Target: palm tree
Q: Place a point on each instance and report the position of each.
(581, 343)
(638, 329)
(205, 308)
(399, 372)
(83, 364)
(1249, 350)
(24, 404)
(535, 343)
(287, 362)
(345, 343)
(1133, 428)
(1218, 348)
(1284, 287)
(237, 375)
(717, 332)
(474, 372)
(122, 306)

--

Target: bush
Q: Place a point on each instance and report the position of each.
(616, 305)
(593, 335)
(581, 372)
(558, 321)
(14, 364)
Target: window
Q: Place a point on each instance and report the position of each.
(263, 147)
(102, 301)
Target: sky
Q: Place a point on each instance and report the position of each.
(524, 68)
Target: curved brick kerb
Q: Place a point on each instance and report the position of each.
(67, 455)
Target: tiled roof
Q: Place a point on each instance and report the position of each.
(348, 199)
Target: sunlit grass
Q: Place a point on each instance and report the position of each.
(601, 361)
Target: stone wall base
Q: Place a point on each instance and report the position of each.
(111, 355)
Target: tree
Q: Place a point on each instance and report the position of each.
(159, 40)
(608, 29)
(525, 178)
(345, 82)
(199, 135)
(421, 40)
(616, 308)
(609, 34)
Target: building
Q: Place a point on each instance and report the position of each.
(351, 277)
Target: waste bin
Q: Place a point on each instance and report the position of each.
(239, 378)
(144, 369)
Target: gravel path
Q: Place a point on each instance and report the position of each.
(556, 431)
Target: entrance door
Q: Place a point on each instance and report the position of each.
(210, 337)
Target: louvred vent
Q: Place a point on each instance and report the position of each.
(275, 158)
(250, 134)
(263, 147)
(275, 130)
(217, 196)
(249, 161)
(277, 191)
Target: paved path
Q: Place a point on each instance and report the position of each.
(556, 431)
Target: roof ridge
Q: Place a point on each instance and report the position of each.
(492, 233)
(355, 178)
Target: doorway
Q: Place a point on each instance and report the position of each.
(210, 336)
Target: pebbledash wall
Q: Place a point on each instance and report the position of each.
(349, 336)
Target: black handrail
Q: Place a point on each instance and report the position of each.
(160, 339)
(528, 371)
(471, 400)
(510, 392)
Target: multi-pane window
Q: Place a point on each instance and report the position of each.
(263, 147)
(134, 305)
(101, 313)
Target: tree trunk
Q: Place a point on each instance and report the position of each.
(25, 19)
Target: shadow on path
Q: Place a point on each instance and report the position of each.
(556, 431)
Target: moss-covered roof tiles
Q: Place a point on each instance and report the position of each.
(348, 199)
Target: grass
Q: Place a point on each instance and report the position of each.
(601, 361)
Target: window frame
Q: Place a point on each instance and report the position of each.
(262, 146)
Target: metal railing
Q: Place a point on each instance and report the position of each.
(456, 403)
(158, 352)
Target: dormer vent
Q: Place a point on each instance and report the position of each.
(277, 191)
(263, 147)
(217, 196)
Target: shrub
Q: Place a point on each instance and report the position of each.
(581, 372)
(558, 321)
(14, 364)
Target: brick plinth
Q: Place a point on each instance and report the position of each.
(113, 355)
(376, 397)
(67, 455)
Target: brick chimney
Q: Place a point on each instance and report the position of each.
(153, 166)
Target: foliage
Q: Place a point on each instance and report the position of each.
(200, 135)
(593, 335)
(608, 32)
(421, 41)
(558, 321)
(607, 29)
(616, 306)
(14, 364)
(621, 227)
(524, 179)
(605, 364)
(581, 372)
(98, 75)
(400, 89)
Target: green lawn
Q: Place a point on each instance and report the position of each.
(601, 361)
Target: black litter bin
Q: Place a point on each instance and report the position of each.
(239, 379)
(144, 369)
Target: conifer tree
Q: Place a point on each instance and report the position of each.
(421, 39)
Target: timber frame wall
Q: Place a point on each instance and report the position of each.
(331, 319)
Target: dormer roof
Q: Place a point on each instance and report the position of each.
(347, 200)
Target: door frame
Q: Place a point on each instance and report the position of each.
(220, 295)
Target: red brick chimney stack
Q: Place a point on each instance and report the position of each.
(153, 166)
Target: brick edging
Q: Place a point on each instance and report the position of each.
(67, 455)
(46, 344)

---

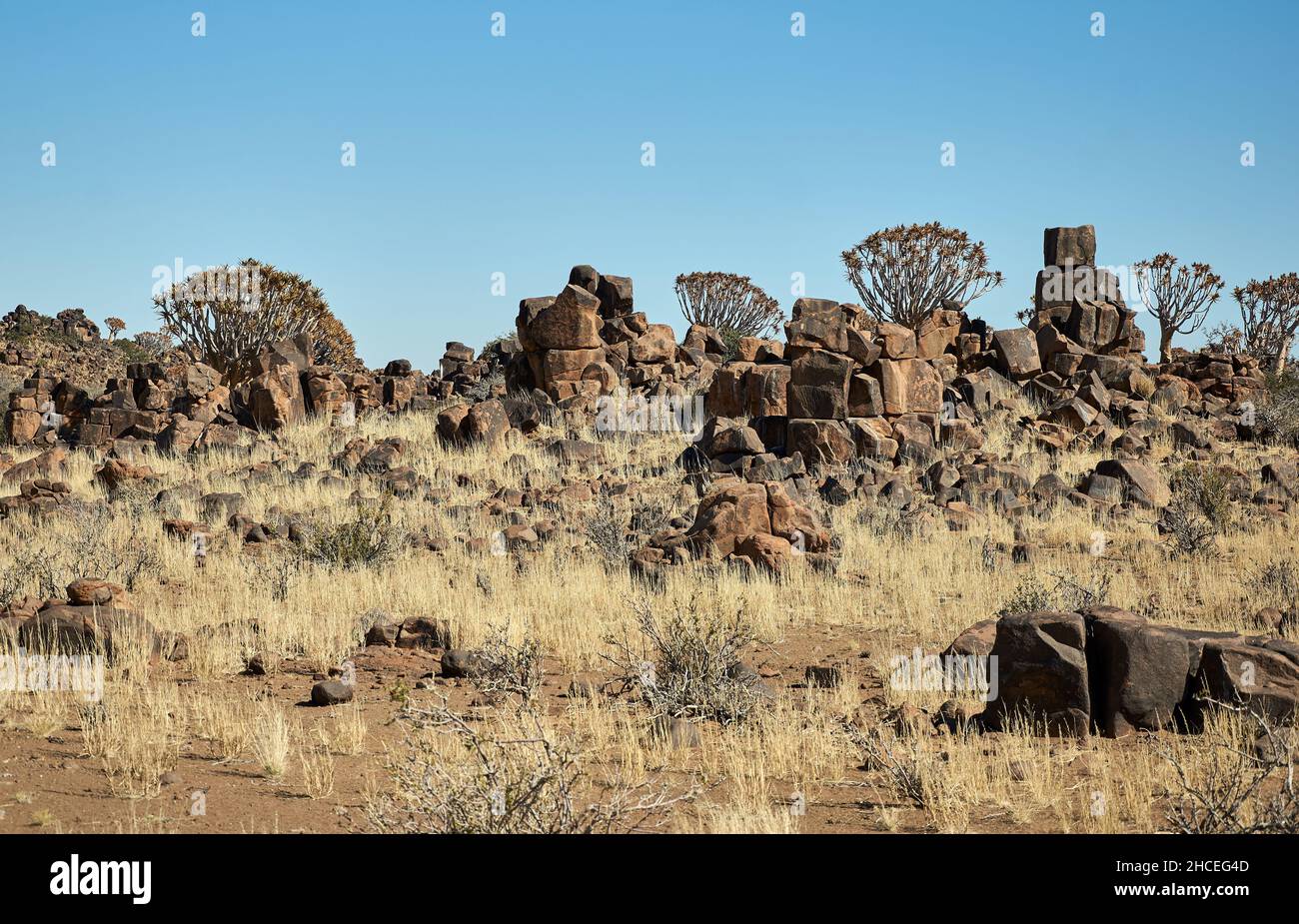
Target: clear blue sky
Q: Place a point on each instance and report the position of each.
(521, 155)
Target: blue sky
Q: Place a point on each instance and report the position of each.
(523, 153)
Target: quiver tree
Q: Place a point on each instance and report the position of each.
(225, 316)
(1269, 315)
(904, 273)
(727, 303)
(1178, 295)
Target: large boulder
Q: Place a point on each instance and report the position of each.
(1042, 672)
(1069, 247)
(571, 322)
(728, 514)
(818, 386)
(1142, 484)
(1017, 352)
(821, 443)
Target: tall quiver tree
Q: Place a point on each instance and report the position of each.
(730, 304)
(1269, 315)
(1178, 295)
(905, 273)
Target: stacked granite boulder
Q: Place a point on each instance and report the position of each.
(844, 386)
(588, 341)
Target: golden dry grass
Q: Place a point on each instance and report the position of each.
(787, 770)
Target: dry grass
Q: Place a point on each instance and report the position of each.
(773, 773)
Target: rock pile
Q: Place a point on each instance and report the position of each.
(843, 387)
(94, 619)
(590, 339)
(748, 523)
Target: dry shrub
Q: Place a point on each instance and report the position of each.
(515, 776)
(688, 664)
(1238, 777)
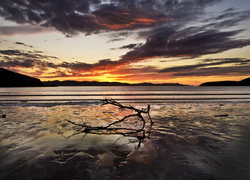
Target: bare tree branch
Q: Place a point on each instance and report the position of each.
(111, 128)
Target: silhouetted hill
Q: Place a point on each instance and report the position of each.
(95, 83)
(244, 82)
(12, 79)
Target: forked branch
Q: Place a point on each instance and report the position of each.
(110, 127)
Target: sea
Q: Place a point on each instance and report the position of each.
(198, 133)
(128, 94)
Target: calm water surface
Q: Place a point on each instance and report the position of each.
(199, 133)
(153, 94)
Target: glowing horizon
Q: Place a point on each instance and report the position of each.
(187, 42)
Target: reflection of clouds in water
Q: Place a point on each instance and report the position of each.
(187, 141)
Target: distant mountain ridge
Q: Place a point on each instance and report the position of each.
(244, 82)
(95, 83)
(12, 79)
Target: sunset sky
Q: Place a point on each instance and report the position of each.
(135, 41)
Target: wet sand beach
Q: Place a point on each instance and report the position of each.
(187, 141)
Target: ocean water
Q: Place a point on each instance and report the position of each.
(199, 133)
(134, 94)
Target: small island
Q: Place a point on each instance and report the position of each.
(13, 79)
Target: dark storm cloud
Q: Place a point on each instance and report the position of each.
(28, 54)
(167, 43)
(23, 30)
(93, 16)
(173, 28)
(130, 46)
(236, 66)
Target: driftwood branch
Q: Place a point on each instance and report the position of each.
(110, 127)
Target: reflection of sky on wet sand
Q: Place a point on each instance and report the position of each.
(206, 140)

▶ **Challenge**
Locate each line in the data above that contains the string "grass", and copy those lines out.

▶ **Completed task**
Target: sunlit grass
Target: grass
Target: golden dry grass
Target: dry grass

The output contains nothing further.